■ TASK 1: For the passage on Tlingit totem pole restoration, decide whether each statement below agrees with it, answering yes or no and quoting the deciding words. (a) The Alaskan Indian Arts Center has worked for 50 years to preserve traditional Tlingit arts. (b) The students will paint the totem poles. (c) Blankets were among the items stolen or destroyed.
=== TEXT ===
The students are here in southeast Alaska to restore Tlingit (“klink-it”) totem poles. Starting this morning, we will scrape weathered totem poles to protect them for future generations. Our goal is to honor the Tlingit culture and to learn about their traditional deep respect for the land.
We are working with the Alaskan Indian Arts Center, which for 50 years has been striving to preserve and pass on the traditional Tlingit arts before they are lost forever. Early Christian missionaries, uninformed and ignorant about the Tlingit people, worked to end what they thought was a “heathen” culture. Totems, long houses, masks, and blankets were stolen or destroyed.
But these college students, in a small way, want to apologize for the spiritual arrogance of the earlier missionaries. They are part of a growing movement on college campuses to use alternative spring breaks as an opportunity to serve communities instead of partying on the beach.
===
■ TASK 2: Give the records from the line containing "Note: we are tagging the bicycle basket" through the end of the records as a JSON list of strings, one string per line, leaving out blank lines.
=== DATA PROVIDED ===
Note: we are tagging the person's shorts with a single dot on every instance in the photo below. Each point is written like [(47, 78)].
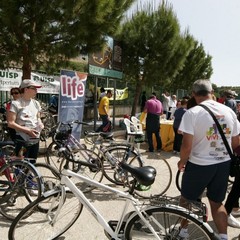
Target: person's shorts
[(212, 177)]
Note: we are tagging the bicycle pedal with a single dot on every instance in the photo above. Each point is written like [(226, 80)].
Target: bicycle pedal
[(113, 224)]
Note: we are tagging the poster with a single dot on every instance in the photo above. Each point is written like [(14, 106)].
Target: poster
[(71, 99)]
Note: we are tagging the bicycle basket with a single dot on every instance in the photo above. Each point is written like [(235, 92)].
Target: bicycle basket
[(63, 132)]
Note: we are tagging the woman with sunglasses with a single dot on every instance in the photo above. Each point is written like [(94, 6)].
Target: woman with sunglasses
===
■ TASK ANSWER 1:
(a) Yes: "for 50 years has been striving to preserve and pass on the traditional Tlingit arts"
(b) No: "we will scrape weathered totem poles to protect them for future generations"
(c) Yes: "Totems, long houses, masks, and blankets were stolen or destroyed."

■ TASK ANSWER 2:
[
  "Note: we are tagging the bicycle basket with a single dot on every instance in the photo above. Each point is written like [(235, 92)].",
  "Target: bicycle basket",
  "[(63, 132)]",
  "Note: we are tagging the woman with sunglasses with a single dot on every instance in the photo above. Each point is written like [(94, 6)].",
  "Target: woman with sunglasses"
]